* **About this exercise**
Reproduce the stretch of records from their start through the line containing "positive clicks: (234, 288) (177, 290)", both ends included. Leave the pictures out of your reproduction.

* **Items from a data source**
::::::

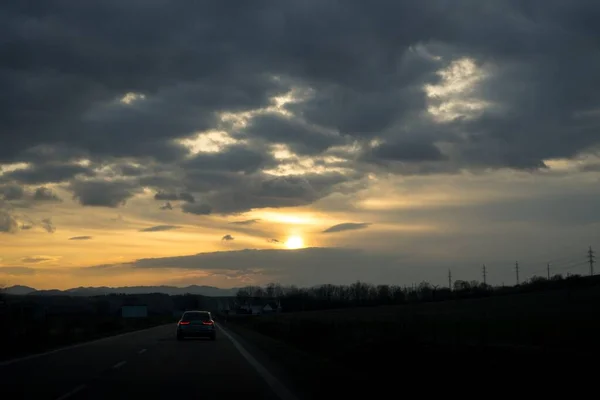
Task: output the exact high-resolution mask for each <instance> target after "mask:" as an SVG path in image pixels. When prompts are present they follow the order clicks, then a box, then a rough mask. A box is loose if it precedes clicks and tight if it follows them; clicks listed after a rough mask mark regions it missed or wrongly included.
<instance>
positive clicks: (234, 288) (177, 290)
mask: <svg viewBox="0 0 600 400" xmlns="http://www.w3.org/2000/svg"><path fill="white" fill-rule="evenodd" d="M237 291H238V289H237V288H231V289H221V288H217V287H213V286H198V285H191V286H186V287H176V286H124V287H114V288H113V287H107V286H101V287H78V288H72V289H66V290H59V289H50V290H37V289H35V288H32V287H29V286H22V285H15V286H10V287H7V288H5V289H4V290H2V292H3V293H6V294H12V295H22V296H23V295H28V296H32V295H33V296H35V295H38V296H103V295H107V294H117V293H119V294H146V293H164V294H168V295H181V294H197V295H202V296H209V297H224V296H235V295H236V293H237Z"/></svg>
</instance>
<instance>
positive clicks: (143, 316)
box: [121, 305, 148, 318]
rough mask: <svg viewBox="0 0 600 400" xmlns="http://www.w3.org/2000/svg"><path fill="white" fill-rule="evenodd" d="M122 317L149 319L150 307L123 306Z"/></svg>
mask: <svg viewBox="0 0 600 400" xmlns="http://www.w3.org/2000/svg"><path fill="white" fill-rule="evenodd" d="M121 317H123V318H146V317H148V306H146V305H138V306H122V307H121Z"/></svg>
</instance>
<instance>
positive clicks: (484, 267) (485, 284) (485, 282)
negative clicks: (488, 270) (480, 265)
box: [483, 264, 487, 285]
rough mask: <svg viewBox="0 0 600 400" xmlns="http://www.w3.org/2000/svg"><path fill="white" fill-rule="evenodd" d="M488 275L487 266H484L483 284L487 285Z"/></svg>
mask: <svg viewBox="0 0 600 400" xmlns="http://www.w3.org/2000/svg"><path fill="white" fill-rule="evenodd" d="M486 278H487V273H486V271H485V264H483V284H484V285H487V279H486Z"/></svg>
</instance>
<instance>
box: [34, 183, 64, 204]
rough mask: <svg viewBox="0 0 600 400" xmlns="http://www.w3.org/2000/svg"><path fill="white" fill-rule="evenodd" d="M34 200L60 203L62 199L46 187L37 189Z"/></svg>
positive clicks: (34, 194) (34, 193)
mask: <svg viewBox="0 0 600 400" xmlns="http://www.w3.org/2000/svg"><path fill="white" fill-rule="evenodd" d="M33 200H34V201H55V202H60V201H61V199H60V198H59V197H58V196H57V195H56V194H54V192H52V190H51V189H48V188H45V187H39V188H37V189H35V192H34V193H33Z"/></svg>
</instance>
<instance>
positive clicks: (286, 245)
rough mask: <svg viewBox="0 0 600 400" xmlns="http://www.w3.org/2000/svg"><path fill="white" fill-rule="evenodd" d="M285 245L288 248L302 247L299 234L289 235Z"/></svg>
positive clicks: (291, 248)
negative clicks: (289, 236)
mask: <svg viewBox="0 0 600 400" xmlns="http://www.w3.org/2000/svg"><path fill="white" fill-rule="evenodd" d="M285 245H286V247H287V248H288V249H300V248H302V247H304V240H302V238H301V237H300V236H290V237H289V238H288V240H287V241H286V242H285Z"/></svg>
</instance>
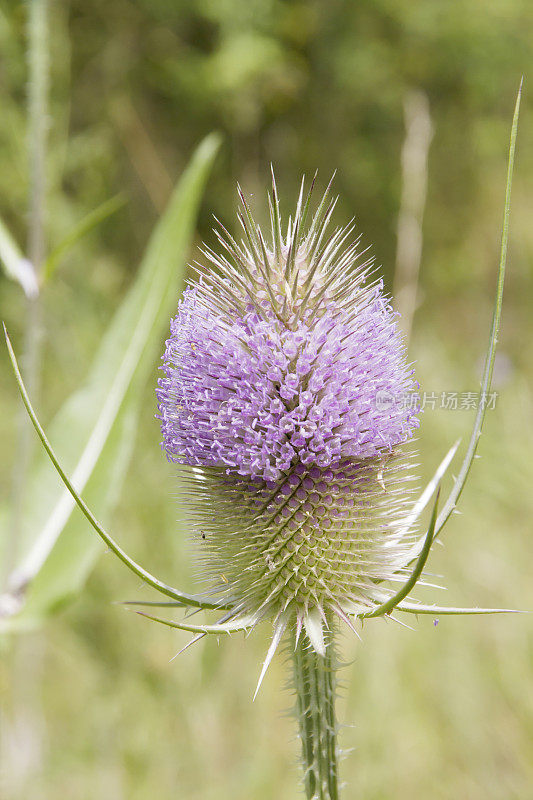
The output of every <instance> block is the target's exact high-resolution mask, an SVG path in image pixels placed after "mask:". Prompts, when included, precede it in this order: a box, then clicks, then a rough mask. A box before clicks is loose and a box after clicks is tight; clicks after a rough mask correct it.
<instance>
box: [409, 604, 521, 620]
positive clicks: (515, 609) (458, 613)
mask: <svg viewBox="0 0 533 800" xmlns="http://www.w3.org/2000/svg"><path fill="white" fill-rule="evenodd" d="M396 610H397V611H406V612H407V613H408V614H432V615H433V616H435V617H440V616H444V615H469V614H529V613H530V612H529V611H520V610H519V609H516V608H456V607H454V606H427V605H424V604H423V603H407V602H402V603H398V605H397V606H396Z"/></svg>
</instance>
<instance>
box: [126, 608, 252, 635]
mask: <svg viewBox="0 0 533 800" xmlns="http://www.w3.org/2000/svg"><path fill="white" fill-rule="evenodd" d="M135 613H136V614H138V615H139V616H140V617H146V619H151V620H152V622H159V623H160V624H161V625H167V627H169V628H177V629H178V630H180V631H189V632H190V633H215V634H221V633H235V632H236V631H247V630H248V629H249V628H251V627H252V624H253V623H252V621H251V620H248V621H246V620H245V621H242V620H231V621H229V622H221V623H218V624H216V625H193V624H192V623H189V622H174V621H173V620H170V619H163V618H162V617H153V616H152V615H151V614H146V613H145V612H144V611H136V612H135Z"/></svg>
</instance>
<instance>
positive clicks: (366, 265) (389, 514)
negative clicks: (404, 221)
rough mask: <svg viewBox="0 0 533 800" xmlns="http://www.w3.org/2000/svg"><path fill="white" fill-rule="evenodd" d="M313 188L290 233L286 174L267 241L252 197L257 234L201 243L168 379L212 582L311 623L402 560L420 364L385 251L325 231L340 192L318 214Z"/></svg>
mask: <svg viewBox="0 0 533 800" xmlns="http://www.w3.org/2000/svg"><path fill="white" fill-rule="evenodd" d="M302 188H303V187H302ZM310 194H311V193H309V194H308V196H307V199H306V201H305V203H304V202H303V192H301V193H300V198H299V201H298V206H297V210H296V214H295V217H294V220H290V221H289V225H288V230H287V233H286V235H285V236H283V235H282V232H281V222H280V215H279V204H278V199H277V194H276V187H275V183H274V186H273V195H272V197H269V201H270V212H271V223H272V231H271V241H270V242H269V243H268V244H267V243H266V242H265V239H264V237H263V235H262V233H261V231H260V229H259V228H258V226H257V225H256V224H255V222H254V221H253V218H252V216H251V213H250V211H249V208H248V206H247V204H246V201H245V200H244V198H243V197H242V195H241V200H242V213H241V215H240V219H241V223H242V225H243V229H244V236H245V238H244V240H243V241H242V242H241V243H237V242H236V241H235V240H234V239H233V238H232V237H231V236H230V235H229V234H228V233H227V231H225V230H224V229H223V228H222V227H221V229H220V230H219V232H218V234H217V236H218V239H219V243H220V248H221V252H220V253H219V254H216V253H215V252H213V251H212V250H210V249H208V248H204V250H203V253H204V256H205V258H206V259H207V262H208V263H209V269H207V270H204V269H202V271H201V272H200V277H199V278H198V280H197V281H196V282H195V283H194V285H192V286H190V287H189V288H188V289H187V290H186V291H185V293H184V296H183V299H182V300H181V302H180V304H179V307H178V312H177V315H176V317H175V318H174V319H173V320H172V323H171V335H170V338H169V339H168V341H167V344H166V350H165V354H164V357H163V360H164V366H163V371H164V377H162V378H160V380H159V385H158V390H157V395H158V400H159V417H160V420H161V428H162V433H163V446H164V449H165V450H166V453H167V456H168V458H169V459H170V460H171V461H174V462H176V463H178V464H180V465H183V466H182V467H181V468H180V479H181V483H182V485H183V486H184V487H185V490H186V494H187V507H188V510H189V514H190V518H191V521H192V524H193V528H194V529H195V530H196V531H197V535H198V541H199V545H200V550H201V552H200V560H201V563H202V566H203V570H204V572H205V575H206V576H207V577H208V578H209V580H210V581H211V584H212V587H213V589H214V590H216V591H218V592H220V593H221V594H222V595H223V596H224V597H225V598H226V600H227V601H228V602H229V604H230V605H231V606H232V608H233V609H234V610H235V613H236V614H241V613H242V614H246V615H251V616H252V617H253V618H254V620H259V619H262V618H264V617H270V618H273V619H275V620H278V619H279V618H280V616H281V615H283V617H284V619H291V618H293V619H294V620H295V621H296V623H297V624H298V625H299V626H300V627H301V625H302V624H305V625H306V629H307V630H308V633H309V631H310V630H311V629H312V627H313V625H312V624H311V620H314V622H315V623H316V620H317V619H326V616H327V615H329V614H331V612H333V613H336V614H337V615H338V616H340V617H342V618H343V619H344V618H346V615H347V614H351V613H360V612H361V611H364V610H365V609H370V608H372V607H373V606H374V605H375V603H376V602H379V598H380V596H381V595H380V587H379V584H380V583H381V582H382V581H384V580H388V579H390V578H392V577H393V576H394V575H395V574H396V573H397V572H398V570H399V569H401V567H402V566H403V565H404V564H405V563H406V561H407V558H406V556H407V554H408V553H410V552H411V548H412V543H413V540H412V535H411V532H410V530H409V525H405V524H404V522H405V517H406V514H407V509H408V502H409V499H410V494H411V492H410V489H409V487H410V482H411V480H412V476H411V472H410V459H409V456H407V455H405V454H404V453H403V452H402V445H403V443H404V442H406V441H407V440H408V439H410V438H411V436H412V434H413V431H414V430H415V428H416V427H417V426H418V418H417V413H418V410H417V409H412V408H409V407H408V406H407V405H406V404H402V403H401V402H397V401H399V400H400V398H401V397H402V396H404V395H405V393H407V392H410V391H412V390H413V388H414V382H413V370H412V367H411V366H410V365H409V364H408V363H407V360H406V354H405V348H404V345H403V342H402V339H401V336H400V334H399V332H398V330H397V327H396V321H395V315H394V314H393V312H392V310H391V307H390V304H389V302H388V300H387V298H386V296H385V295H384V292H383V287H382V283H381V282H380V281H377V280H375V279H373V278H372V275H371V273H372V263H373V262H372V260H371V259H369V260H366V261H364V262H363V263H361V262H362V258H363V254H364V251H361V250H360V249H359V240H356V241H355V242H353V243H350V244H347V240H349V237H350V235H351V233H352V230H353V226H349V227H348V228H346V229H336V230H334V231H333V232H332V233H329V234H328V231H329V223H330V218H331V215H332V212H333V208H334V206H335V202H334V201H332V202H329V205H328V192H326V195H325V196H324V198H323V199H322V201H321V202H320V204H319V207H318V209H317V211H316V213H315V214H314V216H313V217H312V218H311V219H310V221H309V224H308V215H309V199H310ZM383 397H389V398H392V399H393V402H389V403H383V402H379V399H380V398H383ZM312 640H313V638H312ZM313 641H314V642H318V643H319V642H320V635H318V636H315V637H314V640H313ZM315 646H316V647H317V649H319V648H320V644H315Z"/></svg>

::::::

* **Task response**
Task: output the exact high-resolution mask for each <instance> target after "mask:" as an SVG path in image pixels. When prompts are present they follow the order clicks, then a box, then a rough mask. A box is loose if it precedes clicks and tight if it follows them; clicks listed after a rough mask mark regions it missed or wrongly included.
<instance>
positive clicks: (234, 288) (177, 290)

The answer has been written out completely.